### The task
Which lines of the entries contain the word "handle"? Please list them.

*** Entries supplied ***

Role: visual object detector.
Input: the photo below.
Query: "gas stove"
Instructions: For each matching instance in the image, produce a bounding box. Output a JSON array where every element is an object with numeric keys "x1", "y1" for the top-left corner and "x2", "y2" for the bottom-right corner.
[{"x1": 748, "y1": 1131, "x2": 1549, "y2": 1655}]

*** End of Entries supplied ***
*** Entries supplied ***

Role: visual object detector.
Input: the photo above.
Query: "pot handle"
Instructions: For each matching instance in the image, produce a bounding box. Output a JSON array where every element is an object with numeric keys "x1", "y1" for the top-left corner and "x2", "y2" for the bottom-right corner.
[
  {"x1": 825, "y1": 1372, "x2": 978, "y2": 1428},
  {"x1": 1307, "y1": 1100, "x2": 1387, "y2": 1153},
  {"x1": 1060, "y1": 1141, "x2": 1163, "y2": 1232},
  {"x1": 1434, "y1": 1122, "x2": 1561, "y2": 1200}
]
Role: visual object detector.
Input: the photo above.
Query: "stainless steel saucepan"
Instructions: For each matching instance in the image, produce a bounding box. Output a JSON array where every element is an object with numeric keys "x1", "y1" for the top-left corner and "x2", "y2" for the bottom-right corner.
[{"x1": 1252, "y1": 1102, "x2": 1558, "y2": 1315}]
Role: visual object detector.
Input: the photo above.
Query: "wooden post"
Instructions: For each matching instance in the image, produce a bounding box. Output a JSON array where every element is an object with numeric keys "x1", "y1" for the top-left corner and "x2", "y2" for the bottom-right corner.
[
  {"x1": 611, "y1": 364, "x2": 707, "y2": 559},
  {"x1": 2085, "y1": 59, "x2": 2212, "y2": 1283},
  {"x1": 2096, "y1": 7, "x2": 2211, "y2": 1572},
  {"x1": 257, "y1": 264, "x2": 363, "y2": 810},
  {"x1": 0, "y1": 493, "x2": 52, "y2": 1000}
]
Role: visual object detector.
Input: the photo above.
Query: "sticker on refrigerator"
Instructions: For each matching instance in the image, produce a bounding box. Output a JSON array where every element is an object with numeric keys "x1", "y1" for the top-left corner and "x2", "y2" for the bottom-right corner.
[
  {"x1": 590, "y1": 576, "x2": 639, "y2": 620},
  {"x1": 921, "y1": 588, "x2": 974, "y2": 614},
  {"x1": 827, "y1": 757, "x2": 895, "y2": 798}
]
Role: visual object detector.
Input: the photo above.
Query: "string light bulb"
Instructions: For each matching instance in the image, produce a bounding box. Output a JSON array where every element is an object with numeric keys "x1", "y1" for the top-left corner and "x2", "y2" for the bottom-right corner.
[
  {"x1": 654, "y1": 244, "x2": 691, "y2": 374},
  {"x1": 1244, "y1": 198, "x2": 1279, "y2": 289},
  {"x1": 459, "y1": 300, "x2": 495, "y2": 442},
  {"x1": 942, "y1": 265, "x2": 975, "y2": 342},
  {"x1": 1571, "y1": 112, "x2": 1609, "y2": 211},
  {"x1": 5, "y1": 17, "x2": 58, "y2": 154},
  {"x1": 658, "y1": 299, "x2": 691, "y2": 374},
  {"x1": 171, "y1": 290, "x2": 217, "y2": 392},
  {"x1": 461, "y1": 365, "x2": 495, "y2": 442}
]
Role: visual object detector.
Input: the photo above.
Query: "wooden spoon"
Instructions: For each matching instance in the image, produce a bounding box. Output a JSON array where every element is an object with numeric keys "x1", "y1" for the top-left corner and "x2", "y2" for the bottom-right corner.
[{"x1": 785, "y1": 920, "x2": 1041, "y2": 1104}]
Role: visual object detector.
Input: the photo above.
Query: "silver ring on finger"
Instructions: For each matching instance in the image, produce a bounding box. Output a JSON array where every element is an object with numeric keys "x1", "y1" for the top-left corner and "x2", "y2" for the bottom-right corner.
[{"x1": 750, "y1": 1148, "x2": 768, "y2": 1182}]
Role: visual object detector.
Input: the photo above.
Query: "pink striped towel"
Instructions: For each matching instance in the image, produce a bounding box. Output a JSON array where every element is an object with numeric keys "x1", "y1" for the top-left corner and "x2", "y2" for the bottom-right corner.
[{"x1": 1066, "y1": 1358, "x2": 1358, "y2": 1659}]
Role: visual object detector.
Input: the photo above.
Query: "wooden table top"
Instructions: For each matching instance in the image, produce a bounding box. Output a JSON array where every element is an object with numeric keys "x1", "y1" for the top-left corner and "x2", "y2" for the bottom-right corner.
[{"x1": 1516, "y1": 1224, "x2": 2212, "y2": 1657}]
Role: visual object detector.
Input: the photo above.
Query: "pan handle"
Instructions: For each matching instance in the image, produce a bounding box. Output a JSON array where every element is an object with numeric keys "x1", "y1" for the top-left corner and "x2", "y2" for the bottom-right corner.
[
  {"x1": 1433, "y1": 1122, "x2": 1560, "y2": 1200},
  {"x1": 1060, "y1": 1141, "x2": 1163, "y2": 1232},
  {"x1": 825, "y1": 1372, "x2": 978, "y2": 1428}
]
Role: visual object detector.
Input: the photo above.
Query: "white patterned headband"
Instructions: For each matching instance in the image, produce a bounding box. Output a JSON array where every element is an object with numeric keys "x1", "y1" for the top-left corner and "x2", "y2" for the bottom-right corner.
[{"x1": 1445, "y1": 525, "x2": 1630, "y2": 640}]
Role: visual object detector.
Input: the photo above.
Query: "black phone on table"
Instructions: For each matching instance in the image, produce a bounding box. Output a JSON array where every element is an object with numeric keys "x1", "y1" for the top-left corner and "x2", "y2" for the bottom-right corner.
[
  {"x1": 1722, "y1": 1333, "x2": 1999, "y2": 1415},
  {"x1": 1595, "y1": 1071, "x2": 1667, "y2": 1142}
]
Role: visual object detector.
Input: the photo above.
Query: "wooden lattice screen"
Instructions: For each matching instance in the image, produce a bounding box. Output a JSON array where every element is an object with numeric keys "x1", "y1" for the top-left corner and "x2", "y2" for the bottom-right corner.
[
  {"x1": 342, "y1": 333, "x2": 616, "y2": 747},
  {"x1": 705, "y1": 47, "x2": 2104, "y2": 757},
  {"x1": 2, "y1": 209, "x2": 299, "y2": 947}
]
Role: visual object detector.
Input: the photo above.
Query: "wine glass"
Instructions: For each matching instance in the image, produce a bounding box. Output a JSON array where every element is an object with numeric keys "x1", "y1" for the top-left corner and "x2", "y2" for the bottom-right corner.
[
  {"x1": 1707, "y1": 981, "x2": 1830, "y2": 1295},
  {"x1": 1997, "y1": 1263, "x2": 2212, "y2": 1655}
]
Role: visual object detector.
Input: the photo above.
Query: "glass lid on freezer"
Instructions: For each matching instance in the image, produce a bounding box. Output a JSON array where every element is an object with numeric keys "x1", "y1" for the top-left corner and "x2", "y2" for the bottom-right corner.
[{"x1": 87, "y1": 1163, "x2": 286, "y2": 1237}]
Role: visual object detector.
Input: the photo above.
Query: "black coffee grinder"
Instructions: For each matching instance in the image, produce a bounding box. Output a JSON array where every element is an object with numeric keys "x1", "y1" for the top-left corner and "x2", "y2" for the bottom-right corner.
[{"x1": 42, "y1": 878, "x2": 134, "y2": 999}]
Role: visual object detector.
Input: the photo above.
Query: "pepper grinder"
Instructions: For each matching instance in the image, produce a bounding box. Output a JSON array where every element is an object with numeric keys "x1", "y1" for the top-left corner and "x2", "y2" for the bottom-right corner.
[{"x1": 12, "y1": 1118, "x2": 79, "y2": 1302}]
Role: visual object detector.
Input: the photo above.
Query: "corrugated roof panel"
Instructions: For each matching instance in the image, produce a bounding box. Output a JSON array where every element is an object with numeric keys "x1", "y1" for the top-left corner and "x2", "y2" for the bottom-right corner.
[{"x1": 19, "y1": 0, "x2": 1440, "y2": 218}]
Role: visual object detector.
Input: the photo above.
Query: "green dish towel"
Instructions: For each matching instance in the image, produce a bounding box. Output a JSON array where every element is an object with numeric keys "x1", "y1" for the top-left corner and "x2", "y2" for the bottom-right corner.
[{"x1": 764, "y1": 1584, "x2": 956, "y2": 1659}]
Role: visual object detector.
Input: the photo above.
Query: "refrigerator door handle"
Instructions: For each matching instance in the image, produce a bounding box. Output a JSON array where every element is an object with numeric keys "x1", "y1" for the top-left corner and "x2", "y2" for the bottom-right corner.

*** End of Entries supplied ***

### Finished exercise
Query: "pot handle"
Query: "pan handle"
Query: "refrigerator door handle"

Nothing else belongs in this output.